**SOURCE DATA:**

= Beginning of Section =

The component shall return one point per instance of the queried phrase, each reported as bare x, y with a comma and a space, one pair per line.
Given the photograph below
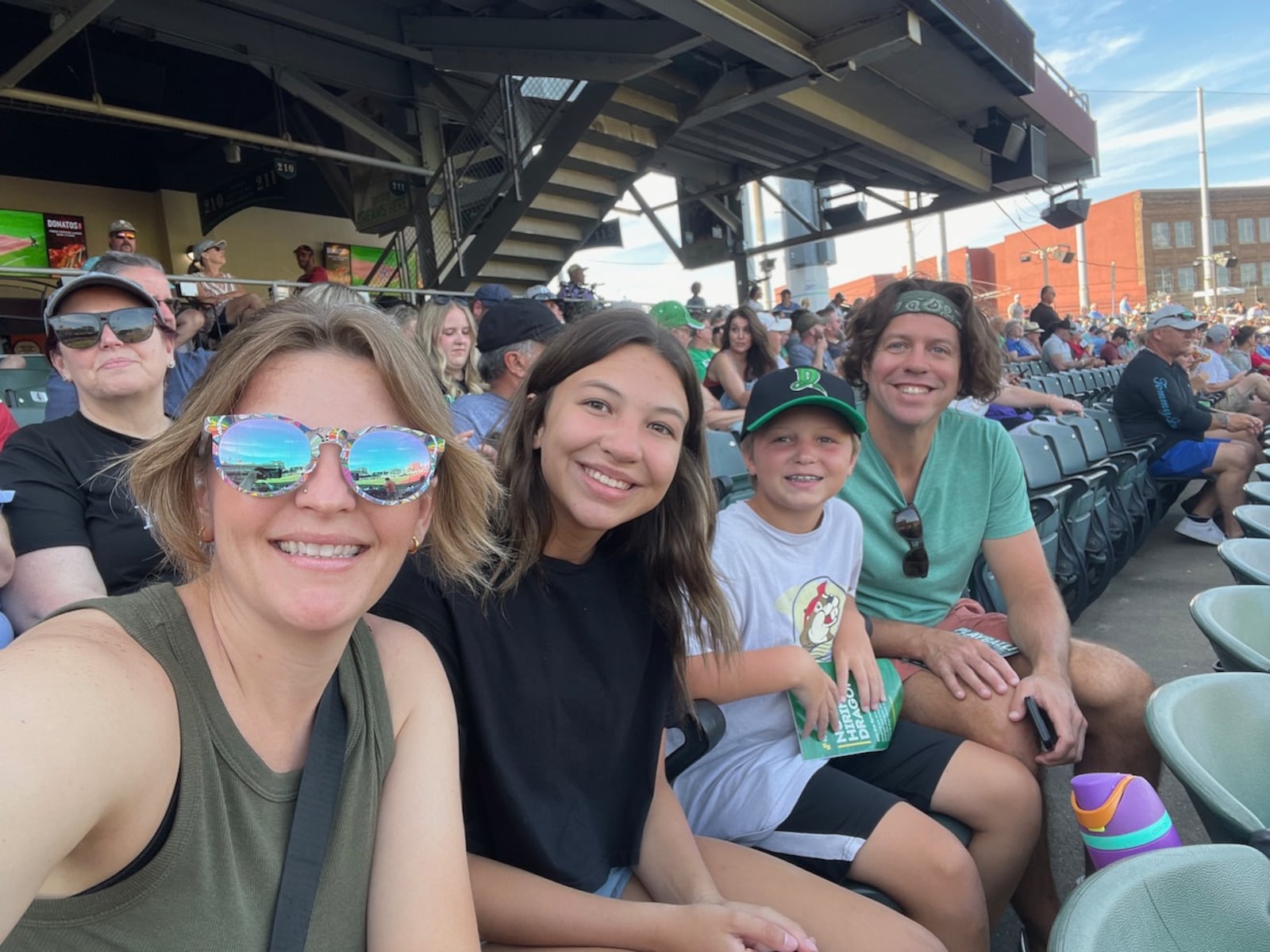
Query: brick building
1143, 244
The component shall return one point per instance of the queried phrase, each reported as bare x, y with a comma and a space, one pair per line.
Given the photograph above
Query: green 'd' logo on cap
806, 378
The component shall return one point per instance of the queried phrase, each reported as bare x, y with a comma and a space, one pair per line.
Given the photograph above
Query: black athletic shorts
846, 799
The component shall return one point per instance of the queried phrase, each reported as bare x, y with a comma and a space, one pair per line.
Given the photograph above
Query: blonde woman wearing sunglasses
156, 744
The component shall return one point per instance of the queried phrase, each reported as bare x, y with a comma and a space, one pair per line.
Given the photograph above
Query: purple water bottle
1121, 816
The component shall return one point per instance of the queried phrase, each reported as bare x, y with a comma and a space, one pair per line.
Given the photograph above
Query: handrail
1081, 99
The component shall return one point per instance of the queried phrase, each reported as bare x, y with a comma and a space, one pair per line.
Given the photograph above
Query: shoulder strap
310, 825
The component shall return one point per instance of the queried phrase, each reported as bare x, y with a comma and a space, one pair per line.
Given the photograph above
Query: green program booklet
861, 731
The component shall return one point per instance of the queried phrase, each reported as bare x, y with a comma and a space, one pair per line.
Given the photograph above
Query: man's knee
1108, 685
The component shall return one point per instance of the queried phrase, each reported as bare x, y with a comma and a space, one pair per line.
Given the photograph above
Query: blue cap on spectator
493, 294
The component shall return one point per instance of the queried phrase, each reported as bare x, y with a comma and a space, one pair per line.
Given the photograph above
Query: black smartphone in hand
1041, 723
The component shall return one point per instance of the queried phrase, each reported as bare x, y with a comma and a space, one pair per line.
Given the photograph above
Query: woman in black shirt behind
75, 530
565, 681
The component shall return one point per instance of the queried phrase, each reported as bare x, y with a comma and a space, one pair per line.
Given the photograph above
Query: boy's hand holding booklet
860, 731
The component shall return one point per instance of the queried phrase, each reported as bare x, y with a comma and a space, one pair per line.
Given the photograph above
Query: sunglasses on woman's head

= End of Section =

**TASK PROMPT:**
Output the data above verbatim, pictures excluded.

**WRITTEN SOLUTION:**
The component shall return one point per instance of the queried phrase, each reported as bare x, y with a comma and a space, one pair per line.
Given the photograph below
Query: brick building
1143, 244
The component shall return one point per instance of the queried phrase, each reported as bare x, y with a comma and a space, one pair per line.
Given the photograph above
Query: green 'd' logo on cap
806, 378
The component shall return one point per instance of the queried phrase, each reported as bare x, y with a comma and a space, one pair per line.
Given the photograph above
Query: black athletic shorts
846, 799
The component shall return one point per instance of the queried phrase, each reported as bare x, y with a comma and a space, one pair per line.
Given the photograph above
Query: blonde woman wearing sunglasses
156, 744
The component shall return one point per instance of the queried phrase, each reported as bare x, y with a comma and a space, one pair per line.
Given the photograph above
Query: purple water bottle
1121, 816
The component shall return one point per instance of the queried phrase, each reported as bare x, y with a comma and a space, one pair per line.
Given the photograph above
Query: handrail
1081, 99
The component shall return one point per instance of the queried phrase, each reported as bare x, y with a comma and a space, one pair per line.
Given the photograph above
Query: shoulder strap
310, 825
The component shall return one point per instance of the queried phrase, each reported as bare x, y with a comma and a space, one pair per line.
Given the photograph above
Query: green program booklet
861, 731
The component shall return one point per instance of the queried phrase, each reported as bare x, y with a comma and a space, one pair per line.
Given the photograph above
Query: man's knee
1108, 685
The component shall return one point per instance of the queried phrase, each reported as bare x, y with a comma and a space, one pair per line.
Given the photograph above
Query: blue cap on spectator
493, 294
The component shall return one point per instance of the queried phrase, each reported as bare x, y with a comma and a space, one pair per line.
Given the photograph above
Query: black smartphone in hand
1041, 723
The component shall return one point per instance of the queried phrase, each reported as bare x, y with a comma and a space, one pair per line.
Given the photograph above
Query: woman in black shirt behind
75, 530
565, 681
The component shall return one point per instance of the queried phrase, each reported as bare x, y with a comma and a space, one pair per line.
Given the photograph above
Query: boy's hand holding booklet
860, 731
The component shall return one point per instance of the queried phrase, each reported as bare x, y with a comma and a space, one pair per line.
Given the photograph above
Query: sunglasses on woman's head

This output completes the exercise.